◆ SUPPLIED PASSAGE
More than 1600 researchers have called out a theorist’s “morally reprehensible” and “fundamentally unsound” arguments about women in physics.

CERN
Visitors gather at a new plaza at CERN on 28 September. Credit: Rachel Lavy, Julien Ordan, and Maximilien Brice/CERN

Hundreds of scientists who work in high-energy physics and related fields have signed on to a statement that denounces and refutes a physicist’s presentation at a CERN workshop last week on gender and equal opportunity in high-energy physics. University of Pisa theoretical physicist Alessandro Strumia has already been suspended from CERN, where he is an invited scientist, and is under investigation by his university.

“As particle physicists, we are appalled by Strumia’s actions and his stated views on women in high-energy physics,” says the 19-author statement, which was posted at particlesforjustice.org on 4 October. As of 4:00pm on 5 October, the document had more than 1600 signatures.

In his 28 September talk, Strumia presented suspect evidence and sweeping, inaccurate assumptions to attribute the relative shortage of women in physics to differences in interests and innate ability, before concluding that “physics is not sexist against women.” He argued that he had more citations than a woman who beat him out for a job and a woman on the hiring committee—and he named the two women.

On 30 September CERN removed Strumia’s slides from its website, citing a violation of the organization’s personal code of conduct. The next day it suspended Strumia from activity at CERN and promised to conduct an investigation. The University of Pisa announced that it has opened an ethics investigation, and European Research Council president Jean-Pierre Bourguignon said he would contact CERN to look into the matter. Strumia received a five-year grant from ERC in 2015.

The statements by CERN, the University of Pisa, and ERC highlighted the inappropriateness of Strumia’s presentation. The new letter from his peers goes further by refuting the theorist’s “fundamentally unsound” scientific case. Coauthor Chanda Prescod-Weinstein, a University of New Hampshire physicist who has extensively researched bias in science, says her fellow authors were already working to expose Strumia’s flawed arguments when she got involved.

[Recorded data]

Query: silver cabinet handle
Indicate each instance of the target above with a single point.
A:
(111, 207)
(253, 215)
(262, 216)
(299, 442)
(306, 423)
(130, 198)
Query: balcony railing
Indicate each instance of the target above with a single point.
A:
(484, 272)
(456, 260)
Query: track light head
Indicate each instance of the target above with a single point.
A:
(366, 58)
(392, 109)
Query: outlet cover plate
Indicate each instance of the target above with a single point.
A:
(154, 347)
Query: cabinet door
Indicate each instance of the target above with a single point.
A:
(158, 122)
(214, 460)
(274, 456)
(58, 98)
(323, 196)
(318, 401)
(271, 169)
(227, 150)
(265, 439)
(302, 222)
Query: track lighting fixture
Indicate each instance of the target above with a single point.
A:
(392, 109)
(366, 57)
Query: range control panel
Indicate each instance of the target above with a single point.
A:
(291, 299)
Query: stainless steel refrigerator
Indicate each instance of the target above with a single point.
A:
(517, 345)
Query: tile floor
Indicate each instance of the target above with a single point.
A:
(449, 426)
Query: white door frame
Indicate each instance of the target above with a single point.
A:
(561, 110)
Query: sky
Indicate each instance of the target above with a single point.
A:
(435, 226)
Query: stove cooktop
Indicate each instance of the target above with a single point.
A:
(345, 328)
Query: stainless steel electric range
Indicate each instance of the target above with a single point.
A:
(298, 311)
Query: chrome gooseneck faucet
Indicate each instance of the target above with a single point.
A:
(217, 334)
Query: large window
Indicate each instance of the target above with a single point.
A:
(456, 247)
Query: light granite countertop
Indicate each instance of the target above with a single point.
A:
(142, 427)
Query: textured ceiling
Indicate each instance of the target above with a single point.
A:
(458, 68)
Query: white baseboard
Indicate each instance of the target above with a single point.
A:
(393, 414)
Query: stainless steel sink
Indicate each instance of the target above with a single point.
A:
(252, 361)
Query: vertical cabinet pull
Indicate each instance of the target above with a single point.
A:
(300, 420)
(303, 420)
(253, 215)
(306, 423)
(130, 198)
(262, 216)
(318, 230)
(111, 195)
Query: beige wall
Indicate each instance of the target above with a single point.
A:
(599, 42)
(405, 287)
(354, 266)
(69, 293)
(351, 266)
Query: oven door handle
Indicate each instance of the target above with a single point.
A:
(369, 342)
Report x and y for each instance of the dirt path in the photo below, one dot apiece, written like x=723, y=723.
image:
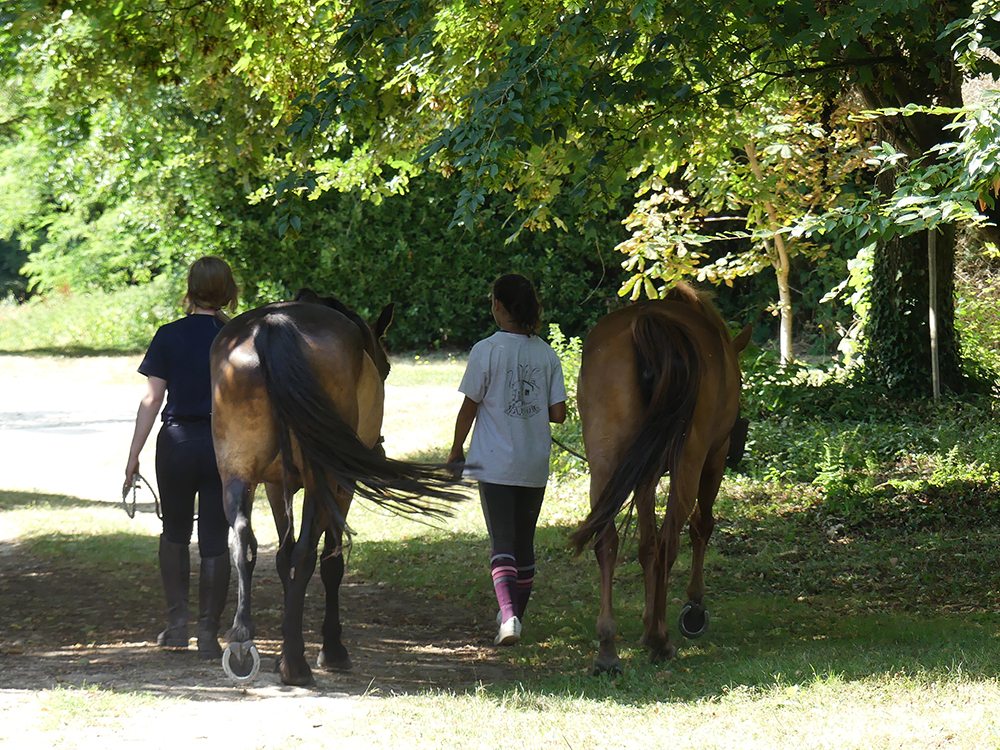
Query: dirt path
x=64, y=430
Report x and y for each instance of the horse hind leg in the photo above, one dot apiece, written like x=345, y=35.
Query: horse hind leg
x=606, y=552
x=292, y=663
x=333, y=657
x=652, y=558
x=693, y=620
x=240, y=658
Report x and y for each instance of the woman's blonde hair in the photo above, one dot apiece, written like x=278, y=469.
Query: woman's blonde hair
x=211, y=286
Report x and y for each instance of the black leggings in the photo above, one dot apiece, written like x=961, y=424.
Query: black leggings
x=185, y=467
x=511, y=514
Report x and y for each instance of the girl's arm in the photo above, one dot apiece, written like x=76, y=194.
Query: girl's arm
x=149, y=407
x=557, y=412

◆ WORK REQUIRED
Write the next part of the article about the statement from physicists refuting Alessandro Strumia's CERN talk, starting after its final sentence.

◆ RESPONSE BOX
The statement cites multiple studies, including a recent report by the National Academies of Sciences, Engineering, and Medicine, finding that factors such as discrimination and innate bias drive talented women out of academia. (For more on those biases and what physicists can do to combat them, see the article by Jennifer Blue, Adrienne Traxler, and Ximena Cid, Physics Today, March 2018, page 40.) The authors add that views like Strumia’s make the climate even more difficult for scientists of color, gender minorities, and other underrepresented groups.

The letter also criticizes Strumia for relying on questionable metrics such as citation counts as an indicator of research quality and, to compound the problem, for not taking into account external factors that skew those metrics. For example, past studies have found that men are more likely than women to cite themselves and that women physicists tend to have access to fewer resources, such as lab space and telescope time, than their male counterparts. “Ultimately, answering questions of cause and effect is subtle and requires carefully designed studies,” the authors write.

The letter does not address whether Strumia should be fired.

Other institutions and physics departments have responded to the incident. In one statement, the LIGO and Virgo gravitational-wave collaborations recognized “the challenges faced by scientists who belong to under-represented groups” and celebrated the staff members “who identify as women, transgender, intersex and/or gender-diverse.”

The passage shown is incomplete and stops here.